*Input records*:
>>>

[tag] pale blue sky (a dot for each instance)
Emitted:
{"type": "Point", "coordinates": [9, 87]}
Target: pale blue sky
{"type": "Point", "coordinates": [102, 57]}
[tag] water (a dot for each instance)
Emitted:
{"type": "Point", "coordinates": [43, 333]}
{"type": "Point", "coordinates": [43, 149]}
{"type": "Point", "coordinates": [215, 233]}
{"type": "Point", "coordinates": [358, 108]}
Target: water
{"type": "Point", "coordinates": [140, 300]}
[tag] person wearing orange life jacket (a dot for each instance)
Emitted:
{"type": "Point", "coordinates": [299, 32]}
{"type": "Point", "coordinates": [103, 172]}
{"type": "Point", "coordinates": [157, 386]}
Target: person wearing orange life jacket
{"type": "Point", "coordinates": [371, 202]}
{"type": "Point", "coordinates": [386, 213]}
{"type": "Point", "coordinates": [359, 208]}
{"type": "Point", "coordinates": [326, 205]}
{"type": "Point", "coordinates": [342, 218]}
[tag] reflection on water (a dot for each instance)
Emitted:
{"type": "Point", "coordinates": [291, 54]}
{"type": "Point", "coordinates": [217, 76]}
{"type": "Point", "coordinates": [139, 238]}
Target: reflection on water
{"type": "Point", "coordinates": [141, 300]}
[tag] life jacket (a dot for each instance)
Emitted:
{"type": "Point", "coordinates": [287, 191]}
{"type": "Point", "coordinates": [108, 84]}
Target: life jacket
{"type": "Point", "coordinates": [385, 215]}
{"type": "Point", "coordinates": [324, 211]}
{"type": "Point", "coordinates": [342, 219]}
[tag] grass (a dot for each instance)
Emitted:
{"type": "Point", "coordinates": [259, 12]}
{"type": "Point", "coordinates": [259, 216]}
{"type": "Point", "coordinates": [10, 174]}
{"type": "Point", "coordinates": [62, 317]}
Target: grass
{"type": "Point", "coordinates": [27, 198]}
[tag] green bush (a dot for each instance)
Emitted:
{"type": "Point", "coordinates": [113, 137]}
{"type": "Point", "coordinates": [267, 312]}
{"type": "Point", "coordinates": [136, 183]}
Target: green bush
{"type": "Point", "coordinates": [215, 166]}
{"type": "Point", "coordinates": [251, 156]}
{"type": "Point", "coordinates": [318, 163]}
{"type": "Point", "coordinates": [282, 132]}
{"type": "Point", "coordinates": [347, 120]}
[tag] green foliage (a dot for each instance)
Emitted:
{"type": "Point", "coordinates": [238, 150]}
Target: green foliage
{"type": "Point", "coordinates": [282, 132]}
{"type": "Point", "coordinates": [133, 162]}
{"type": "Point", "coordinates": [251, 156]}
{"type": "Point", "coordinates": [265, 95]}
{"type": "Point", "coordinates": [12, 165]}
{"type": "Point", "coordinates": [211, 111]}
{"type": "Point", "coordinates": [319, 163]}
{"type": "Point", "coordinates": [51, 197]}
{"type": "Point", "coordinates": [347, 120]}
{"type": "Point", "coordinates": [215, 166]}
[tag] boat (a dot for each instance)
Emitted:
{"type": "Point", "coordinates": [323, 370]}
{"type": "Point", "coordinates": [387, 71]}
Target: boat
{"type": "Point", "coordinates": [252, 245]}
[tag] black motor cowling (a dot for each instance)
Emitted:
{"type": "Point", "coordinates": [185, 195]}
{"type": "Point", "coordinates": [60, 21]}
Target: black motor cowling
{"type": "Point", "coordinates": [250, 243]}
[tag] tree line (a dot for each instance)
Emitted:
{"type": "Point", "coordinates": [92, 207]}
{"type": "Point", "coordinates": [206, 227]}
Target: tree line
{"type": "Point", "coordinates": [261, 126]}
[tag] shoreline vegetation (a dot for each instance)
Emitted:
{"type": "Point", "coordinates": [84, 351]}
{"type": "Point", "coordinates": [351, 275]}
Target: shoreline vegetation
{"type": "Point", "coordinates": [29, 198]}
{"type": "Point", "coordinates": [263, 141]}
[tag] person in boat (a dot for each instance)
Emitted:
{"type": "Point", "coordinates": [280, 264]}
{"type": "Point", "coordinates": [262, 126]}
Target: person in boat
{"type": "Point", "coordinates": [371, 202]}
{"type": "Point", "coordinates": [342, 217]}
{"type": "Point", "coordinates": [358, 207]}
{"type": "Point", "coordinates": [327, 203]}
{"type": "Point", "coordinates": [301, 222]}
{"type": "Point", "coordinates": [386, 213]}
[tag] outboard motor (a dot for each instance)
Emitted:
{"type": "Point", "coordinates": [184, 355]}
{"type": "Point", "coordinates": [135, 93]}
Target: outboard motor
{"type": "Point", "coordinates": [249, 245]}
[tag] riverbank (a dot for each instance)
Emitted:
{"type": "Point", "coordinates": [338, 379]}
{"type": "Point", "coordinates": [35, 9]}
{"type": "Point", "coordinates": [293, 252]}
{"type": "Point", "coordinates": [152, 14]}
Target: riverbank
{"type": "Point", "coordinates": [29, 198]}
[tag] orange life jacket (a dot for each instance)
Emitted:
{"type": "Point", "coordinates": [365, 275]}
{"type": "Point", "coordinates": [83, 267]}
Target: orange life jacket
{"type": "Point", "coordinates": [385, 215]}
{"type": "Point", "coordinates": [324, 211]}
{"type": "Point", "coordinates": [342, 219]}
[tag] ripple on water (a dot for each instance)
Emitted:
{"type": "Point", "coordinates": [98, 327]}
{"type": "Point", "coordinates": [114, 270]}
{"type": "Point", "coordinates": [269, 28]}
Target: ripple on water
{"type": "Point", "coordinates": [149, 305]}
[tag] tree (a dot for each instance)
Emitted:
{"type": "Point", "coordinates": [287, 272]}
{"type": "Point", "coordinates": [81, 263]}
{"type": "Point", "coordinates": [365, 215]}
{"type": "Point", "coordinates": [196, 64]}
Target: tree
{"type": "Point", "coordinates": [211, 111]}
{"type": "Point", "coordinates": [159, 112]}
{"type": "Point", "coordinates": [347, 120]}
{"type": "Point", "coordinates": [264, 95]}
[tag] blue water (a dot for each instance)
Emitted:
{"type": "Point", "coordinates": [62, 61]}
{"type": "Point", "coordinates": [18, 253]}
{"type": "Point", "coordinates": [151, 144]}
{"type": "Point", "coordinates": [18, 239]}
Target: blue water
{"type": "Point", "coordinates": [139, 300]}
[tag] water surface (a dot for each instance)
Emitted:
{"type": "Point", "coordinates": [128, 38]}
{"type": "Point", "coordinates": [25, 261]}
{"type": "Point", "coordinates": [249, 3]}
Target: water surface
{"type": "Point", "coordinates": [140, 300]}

<<<

*Aim*: Repeat each record exactly, leaving nothing out.

*Result*:
[tag] pale blue sky (a dot for each instance)
Emitted:
{"type": "Point", "coordinates": [9, 87]}
Target: pale blue sky
{"type": "Point", "coordinates": [102, 57]}
[tag] water (a dot for each instance)
Emitted:
{"type": "Point", "coordinates": [43, 333]}
{"type": "Point", "coordinates": [43, 149]}
{"type": "Point", "coordinates": [215, 233]}
{"type": "Point", "coordinates": [358, 108]}
Target: water
{"type": "Point", "coordinates": [140, 300]}
[tag] person wearing orange life jacket (a dot for each instance)
Emitted:
{"type": "Point", "coordinates": [299, 32]}
{"type": "Point", "coordinates": [103, 172]}
{"type": "Point", "coordinates": [157, 386]}
Target: person wearing orange life jacket
{"type": "Point", "coordinates": [371, 202]}
{"type": "Point", "coordinates": [386, 213]}
{"type": "Point", "coordinates": [359, 208]}
{"type": "Point", "coordinates": [326, 205]}
{"type": "Point", "coordinates": [342, 218]}
[tag] reflection on water (a dot for each instance)
Emitted:
{"type": "Point", "coordinates": [291, 54]}
{"type": "Point", "coordinates": [217, 76]}
{"type": "Point", "coordinates": [139, 238]}
Target: reflection on water
{"type": "Point", "coordinates": [141, 300]}
[tag] life jacket (a dot for each instance)
Emitted:
{"type": "Point", "coordinates": [287, 191]}
{"type": "Point", "coordinates": [108, 84]}
Target: life jacket
{"type": "Point", "coordinates": [385, 215]}
{"type": "Point", "coordinates": [324, 211]}
{"type": "Point", "coordinates": [342, 219]}
[tag] grass (a dot for each instance)
Emitted:
{"type": "Point", "coordinates": [259, 12]}
{"type": "Point", "coordinates": [259, 216]}
{"type": "Point", "coordinates": [10, 174]}
{"type": "Point", "coordinates": [62, 317]}
Target: grass
{"type": "Point", "coordinates": [27, 198]}
[tag] green bush (a dot for each instance)
Emitted:
{"type": "Point", "coordinates": [113, 137]}
{"type": "Point", "coordinates": [267, 312]}
{"type": "Point", "coordinates": [136, 183]}
Target: green bush
{"type": "Point", "coordinates": [215, 166]}
{"type": "Point", "coordinates": [251, 156]}
{"type": "Point", "coordinates": [318, 163]}
{"type": "Point", "coordinates": [282, 132]}
{"type": "Point", "coordinates": [347, 120]}
[tag] green foliage (a dot for each instance)
Emitted:
{"type": "Point", "coordinates": [238, 150]}
Target: green foliage
{"type": "Point", "coordinates": [282, 132]}
{"type": "Point", "coordinates": [133, 162]}
{"type": "Point", "coordinates": [251, 156]}
{"type": "Point", "coordinates": [265, 95]}
{"type": "Point", "coordinates": [12, 165]}
{"type": "Point", "coordinates": [211, 111]}
{"type": "Point", "coordinates": [319, 163]}
{"type": "Point", "coordinates": [51, 197]}
{"type": "Point", "coordinates": [347, 120]}
{"type": "Point", "coordinates": [215, 166]}
[tag] boat (a dot for each instance)
Emitted:
{"type": "Point", "coordinates": [323, 370]}
{"type": "Point", "coordinates": [387, 71]}
Target: boat
{"type": "Point", "coordinates": [252, 245]}
[tag] black motor cowling (a dot for each instance)
Emitted:
{"type": "Point", "coordinates": [185, 195]}
{"type": "Point", "coordinates": [60, 21]}
Target: black motor cowling
{"type": "Point", "coordinates": [250, 243]}
[tag] tree line (a dot for each instance)
Emitted:
{"type": "Point", "coordinates": [92, 207]}
{"type": "Point", "coordinates": [206, 227]}
Target: tree line
{"type": "Point", "coordinates": [261, 126]}
[tag] shoreline vegetation (a dot for each instance)
Emitted:
{"type": "Point", "coordinates": [84, 351]}
{"type": "Point", "coordinates": [351, 275]}
Target: shoreline vegetation
{"type": "Point", "coordinates": [29, 198]}
{"type": "Point", "coordinates": [263, 141]}
[tag] person in boat (a dot for each instance)
Emitted:
{"type": "Point", "coordinates": [280, 264]}
{"type": "Point", "coordinates": [262, 126]}
Target: person in boat
{"type": "Point", "coordinates": [371, 202]}
{"type": "Point", "coordinates": [342, 217]}
{"type": "Point", "coordinates": [358, 207]}
{"type": "Point", "coordinates": [327, 203]}
{"type": "Point", "coordinates": [301, 222]}
{"type": "Point", "coordinates": [386, 213]}
[tag] outboard motor (a dot for each instance)
Emitted:
{"type": "Point", "coordinates": [184, 355]}
{"type": "Point", "coordinates": [135, 93]}
Target: outboard motor
{"type": "Point", "coordinates": [249, 245]}
[tag] riverbank (a dot for each instance)
Emitted:
{"type": "Point", "coordinates": [338, 379]}
{"type": "Point", "coordinates": [35, 9]}
{"type": "Point", "coordinates": [293, 252]}
{"type": "Point", "coordinates": [152, 14]}
Target: riverbank
{"type": "Point", "coordinates": [29, 198]}
[tag] orange life jacket (a dot for each instance)
Emitted:
{"type": "Point", "coordinates": [365, 275]}
{"type": "Point", "coordinates": [83, 267]}
Target: orange life jacket
{"type": "Point", "coordinates": [385, 215]}
{"type": "Point", "coordinates": [324, 211]}
{"type": "Point", "coordinates": [342, 219]}
[tag] ripple on water (a dot for each instance)
Emitted:
{"type": "Point", "coordinates": [98, 327]}
{"type": "Point", "coordinates": [114, 270]}
{"type": "Point", "coordinates": [269, 28]}
Target: ripple on water
{"type": "Point", "coordinates": [149, 305]}
[tag] tree (a dot for each instance)
Emitted:
{"type": "Point", "coordinates": [287, 272]}
{"type": "Point", "coordinates": [81, 263]}
{"type": "Point", "coordinates": [365, 215]}
{"type": "Point", "coordinates": [196, 64]}
Target: tree
{"type": "Point", "coordinates": [211, 111]}
{"type": "Point", "coordinates": [159, 112]}
{"type": "Point", "coordinates": [347, 120]}
{"type": "Point", "coordinates": [264, 95]}
[tag] blue water (a dot for each instance)
Emitted:
{"type": "Point", "coordinates": [62, 61]}
{"type": "Point", "coordinates": [18, 253]}
{"type": "Point", "coordinates": [151, 144]}
{"type": "Point", "coordinates": [18, 239]}
Target: blue water
{"type": "Point", "coordinates": [139, 300]}
[tag] water surface (a dot for each instance)
Emitted:
{"type": "Point", "coordinates": [128, 38]}
{"type": "Point", "coordinates": [25, 261]}
{"type": "Point", "coordinates": [249, 3]}
Target: water surface
{"type": "Point", "coordinates": [140, 300]}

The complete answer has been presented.